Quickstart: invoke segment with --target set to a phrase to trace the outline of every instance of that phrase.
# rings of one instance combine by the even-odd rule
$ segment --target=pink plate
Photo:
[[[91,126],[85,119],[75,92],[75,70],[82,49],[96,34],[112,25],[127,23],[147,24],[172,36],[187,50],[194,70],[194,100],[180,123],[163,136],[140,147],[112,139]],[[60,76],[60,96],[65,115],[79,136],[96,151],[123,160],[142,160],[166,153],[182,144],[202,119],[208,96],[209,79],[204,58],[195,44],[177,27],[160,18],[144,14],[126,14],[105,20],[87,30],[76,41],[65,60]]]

### SET PROBLEM:
Count the lines in the items above that contain the string "segment", and reply with the number only.

### SOLUTION FOR THIS TASK:
2